(Extracted data entries)
########
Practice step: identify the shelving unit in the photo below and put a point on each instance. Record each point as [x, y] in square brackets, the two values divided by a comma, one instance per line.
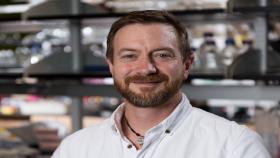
[71, 83]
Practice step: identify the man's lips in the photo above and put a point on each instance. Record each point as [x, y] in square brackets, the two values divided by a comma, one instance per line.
[145, 82]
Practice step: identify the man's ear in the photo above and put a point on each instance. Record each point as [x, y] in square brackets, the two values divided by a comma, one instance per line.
[110, 64]
[188, 64]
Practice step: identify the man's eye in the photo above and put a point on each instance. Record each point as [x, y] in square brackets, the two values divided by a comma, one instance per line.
[128, 56]
[164, 55]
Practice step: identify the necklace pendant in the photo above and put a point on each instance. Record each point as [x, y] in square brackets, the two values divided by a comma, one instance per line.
[140, 140]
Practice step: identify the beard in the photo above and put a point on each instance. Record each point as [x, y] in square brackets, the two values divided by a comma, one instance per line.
[149, 97]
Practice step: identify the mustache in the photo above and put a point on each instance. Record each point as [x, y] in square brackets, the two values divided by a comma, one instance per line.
[150, 78]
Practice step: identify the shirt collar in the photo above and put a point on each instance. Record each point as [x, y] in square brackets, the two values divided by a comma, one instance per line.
[169, 123]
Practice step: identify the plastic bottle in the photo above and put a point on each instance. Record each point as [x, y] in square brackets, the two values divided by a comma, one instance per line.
[208, 55]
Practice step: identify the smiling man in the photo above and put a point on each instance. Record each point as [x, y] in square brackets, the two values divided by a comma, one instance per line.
[149, 57]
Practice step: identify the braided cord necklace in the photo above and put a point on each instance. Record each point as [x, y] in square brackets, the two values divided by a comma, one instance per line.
[140, 138]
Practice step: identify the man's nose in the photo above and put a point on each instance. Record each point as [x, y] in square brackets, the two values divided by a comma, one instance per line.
[146, 66]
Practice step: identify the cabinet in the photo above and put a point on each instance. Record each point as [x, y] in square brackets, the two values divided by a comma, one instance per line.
[75, 15]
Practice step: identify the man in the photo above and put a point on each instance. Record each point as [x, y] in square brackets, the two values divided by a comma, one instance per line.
[149, 57]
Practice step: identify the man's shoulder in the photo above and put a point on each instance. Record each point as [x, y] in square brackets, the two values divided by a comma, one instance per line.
[90, 133]
[209, 122]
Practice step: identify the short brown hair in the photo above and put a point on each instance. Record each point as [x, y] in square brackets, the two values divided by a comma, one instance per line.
[149, 17]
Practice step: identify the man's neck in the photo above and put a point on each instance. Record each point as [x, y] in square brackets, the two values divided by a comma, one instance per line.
[143, 119]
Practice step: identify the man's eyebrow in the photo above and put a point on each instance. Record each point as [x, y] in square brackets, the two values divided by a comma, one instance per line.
[163, 49]
[126, 50]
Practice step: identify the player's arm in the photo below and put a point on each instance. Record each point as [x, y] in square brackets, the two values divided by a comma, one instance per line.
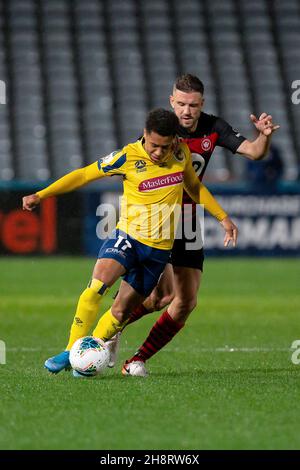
[258, 148]
[201, 195]
[114, 163]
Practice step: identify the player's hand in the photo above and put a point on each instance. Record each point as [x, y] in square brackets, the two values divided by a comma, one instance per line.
[231, 231]
[30, 202]
[264, 124]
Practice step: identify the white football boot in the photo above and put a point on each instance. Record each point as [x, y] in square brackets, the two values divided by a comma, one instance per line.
[135, 368]
[113, 346]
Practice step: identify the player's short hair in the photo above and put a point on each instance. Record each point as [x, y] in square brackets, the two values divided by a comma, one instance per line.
[162, 121]
[189, 83]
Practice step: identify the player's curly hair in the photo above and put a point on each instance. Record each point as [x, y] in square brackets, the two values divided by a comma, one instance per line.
[189, 83]
[163, 122]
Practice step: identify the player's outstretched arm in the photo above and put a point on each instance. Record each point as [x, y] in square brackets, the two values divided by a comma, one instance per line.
[231, 231]
[258, 148]
[74, 180]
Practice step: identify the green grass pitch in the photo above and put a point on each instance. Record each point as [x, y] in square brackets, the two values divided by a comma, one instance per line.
[225, 382]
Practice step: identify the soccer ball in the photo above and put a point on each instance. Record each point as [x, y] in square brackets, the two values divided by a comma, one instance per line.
[89, 356]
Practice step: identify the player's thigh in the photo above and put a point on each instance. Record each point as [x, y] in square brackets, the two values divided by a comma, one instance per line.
[126, 301]
[108, 270]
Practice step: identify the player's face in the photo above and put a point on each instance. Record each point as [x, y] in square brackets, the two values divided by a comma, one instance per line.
[187, 107]
[157, 146]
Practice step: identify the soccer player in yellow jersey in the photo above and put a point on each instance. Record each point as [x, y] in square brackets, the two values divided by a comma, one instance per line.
[138, 250]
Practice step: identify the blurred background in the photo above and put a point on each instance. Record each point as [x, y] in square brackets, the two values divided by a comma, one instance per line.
[78, 76]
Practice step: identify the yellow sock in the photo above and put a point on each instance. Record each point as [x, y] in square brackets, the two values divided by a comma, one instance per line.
[87, 310]
[108, 326]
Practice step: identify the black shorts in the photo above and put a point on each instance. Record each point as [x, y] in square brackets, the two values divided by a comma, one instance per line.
[180, 256]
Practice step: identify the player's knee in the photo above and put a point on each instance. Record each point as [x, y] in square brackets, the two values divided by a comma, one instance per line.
[120, 314]
[186, 304]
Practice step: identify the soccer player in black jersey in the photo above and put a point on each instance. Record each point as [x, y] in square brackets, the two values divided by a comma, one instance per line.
[178, 287]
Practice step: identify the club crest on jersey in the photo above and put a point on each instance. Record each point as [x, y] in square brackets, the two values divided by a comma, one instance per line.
[206, 145]
[140, 166]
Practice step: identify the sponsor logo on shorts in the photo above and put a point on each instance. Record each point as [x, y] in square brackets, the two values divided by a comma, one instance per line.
[161, 181]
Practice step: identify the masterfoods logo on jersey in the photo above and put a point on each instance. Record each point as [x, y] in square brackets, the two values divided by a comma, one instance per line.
[161, 181]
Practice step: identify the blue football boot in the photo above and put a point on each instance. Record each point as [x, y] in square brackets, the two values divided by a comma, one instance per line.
[59, 362]
[81, 375]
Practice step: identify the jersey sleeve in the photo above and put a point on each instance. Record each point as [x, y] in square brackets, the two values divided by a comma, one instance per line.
[113, 164]
[229, 138]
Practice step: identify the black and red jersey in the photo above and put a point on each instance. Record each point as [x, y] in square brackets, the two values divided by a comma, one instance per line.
[210, 132]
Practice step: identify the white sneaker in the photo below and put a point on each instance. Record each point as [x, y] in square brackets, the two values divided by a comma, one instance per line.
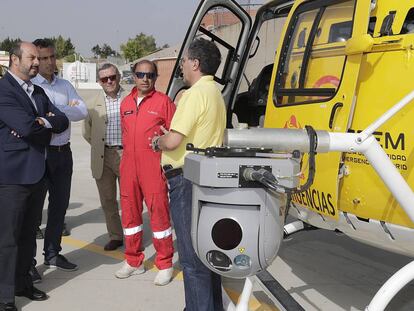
########
> **EXERCISE INSTRUCTIONS**: Locate every line in the records above that contains the string "shorts", and copy each of those lines.

> **COMPLETE ANSWER**:
Practice step: identify the black shorts in the photo above and put a point on each instance. Record each point as [x, y] in square brackets, the two values divided by a comma, one instance per line.
Practice step: identify the sponsor logo on shorts in the photo above and put a point on each instance. Record each point as [x, y] in square brackets, the two values divided by a comma, one instance per line.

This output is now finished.